┌─ DATASET ROWS
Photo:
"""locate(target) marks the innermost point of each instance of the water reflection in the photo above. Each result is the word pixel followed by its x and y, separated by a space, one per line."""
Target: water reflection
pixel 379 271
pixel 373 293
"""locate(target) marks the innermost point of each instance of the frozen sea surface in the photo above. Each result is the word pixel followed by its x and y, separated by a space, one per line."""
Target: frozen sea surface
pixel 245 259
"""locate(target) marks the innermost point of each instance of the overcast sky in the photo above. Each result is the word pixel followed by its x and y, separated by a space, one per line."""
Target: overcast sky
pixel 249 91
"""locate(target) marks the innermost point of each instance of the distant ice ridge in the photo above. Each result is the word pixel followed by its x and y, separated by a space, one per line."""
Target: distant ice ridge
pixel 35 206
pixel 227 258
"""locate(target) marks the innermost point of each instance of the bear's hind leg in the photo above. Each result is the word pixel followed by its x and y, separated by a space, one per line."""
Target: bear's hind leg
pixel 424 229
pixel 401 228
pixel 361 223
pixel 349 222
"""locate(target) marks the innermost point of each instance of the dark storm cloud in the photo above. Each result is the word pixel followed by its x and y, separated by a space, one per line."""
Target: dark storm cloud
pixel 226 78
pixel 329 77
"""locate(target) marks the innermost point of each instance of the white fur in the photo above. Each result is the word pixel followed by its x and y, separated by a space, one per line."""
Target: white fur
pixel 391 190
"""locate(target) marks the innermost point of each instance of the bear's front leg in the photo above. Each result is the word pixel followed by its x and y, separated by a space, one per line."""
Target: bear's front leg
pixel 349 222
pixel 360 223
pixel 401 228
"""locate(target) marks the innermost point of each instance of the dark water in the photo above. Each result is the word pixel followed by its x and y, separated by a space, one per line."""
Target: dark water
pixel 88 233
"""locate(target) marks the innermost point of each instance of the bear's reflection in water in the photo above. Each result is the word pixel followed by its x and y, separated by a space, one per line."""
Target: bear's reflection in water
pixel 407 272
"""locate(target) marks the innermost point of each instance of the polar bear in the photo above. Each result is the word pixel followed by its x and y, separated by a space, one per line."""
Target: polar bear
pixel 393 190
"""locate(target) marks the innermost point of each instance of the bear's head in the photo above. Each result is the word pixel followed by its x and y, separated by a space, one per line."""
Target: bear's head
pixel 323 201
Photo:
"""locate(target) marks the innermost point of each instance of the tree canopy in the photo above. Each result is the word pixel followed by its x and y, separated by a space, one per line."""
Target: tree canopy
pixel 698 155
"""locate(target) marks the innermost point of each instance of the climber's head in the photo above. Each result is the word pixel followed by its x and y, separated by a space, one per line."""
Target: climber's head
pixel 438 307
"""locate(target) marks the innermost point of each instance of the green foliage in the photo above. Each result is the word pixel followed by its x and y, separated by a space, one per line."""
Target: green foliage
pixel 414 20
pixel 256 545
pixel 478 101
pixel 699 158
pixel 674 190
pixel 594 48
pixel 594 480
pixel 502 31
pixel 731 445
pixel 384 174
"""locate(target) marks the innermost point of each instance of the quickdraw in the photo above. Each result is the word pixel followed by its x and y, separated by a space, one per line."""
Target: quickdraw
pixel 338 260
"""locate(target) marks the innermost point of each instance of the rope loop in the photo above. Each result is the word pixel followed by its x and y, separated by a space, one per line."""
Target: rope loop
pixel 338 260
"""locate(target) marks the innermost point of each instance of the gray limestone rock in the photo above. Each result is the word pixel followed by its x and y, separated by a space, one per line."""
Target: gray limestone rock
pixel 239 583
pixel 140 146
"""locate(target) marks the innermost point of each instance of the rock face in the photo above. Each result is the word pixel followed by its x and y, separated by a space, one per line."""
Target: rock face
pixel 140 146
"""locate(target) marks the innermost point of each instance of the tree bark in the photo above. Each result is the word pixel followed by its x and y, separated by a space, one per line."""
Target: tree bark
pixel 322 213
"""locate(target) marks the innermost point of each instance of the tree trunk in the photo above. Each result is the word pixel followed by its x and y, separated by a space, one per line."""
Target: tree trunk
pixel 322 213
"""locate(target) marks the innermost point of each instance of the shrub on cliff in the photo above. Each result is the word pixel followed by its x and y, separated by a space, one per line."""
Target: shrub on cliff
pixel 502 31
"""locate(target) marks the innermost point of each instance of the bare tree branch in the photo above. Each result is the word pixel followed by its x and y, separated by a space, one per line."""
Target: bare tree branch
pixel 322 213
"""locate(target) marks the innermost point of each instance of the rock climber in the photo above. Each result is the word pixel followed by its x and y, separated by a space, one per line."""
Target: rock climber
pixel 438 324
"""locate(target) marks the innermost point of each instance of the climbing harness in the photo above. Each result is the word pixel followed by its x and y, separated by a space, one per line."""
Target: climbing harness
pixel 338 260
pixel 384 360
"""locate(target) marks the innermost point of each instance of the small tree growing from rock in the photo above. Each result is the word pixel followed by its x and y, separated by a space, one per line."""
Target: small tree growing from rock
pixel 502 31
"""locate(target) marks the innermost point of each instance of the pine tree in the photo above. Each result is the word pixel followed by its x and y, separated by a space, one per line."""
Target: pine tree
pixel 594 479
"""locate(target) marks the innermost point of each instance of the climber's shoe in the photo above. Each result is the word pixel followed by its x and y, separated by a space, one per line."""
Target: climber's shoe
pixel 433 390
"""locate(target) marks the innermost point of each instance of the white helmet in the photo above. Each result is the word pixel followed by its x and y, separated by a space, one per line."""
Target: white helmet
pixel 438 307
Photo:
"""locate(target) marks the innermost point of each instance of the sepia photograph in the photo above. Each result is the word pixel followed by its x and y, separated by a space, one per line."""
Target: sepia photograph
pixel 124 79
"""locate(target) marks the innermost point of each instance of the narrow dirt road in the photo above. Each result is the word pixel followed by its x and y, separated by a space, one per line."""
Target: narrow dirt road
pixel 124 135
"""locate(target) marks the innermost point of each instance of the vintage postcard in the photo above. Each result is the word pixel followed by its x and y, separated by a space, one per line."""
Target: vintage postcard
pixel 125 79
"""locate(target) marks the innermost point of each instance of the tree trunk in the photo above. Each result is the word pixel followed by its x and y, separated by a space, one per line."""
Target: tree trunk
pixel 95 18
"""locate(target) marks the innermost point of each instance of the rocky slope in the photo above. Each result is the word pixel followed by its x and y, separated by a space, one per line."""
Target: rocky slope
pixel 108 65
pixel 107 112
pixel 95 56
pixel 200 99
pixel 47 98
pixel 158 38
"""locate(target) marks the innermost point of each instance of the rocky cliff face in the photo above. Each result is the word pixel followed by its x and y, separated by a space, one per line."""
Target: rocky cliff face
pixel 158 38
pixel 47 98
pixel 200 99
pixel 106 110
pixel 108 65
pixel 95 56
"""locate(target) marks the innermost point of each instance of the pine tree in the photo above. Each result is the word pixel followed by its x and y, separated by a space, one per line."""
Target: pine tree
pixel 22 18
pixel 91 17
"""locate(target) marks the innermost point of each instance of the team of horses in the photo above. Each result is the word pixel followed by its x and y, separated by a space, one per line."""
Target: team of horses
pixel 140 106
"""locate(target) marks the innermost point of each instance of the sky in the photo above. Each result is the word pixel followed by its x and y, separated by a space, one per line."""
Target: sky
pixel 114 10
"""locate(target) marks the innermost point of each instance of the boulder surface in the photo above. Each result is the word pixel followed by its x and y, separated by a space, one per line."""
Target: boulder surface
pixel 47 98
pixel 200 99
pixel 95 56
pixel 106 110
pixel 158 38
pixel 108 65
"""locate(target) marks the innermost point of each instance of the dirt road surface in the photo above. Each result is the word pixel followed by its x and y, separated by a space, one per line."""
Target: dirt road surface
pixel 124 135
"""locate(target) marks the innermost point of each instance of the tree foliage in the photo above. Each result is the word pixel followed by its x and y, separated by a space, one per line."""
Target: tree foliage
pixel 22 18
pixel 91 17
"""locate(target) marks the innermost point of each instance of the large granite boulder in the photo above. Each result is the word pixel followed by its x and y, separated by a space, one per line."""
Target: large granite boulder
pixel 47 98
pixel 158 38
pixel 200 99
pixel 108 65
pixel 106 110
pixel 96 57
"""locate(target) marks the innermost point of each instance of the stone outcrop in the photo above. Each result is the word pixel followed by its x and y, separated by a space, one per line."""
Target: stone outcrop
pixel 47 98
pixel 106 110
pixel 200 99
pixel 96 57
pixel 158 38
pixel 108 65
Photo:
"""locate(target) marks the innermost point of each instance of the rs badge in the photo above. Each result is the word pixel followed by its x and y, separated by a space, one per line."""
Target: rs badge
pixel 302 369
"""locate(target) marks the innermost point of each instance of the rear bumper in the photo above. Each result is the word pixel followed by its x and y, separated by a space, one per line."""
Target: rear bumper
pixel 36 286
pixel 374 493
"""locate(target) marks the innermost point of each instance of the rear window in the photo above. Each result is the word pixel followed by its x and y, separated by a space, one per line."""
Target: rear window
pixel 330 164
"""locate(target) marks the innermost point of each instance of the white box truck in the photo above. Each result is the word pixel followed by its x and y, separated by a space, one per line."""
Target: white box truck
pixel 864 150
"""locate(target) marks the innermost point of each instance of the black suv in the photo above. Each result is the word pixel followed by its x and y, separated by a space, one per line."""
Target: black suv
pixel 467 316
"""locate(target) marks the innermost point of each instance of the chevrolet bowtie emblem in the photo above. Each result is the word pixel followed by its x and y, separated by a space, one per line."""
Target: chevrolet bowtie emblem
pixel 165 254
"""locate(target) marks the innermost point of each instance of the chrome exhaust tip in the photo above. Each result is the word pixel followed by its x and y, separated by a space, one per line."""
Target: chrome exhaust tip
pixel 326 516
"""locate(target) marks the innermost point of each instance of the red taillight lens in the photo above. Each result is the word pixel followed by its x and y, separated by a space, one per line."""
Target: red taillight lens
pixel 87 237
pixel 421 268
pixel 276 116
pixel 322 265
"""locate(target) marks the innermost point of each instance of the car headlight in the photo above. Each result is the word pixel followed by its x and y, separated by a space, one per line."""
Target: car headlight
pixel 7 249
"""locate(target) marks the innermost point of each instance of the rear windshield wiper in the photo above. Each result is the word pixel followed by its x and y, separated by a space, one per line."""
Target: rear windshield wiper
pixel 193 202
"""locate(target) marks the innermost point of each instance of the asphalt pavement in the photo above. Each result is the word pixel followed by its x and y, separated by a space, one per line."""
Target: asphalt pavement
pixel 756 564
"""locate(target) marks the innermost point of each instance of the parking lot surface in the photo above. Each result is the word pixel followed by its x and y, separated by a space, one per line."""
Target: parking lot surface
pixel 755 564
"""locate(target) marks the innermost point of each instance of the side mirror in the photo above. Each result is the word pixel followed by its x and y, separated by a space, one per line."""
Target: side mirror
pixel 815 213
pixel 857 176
└─
TASK BRIEF:
Can you rewrite every line between the lines holding "of the polar" and "pixel 323 201", inclusive, leaving the wording unchanged but scaling each x and y pixel coordinate by 1.25 and rounding to the nearest whole number, with halves rounded up?

FINISHED EXERCISE:
"""locate(target) marks the innermost point of each instance of the polar bear in the photo above. Each result is the word pixel followed by its x and y, separated by a space, one per line."""
Target: polar bear
pixel 491 238
"""locate(target) marks the innermost point of each instance of the bear's head in the photo above. Each result is the word pixel followed by its x and y, separated by a space, one per line."""
Target: bear's head
pixel 404 251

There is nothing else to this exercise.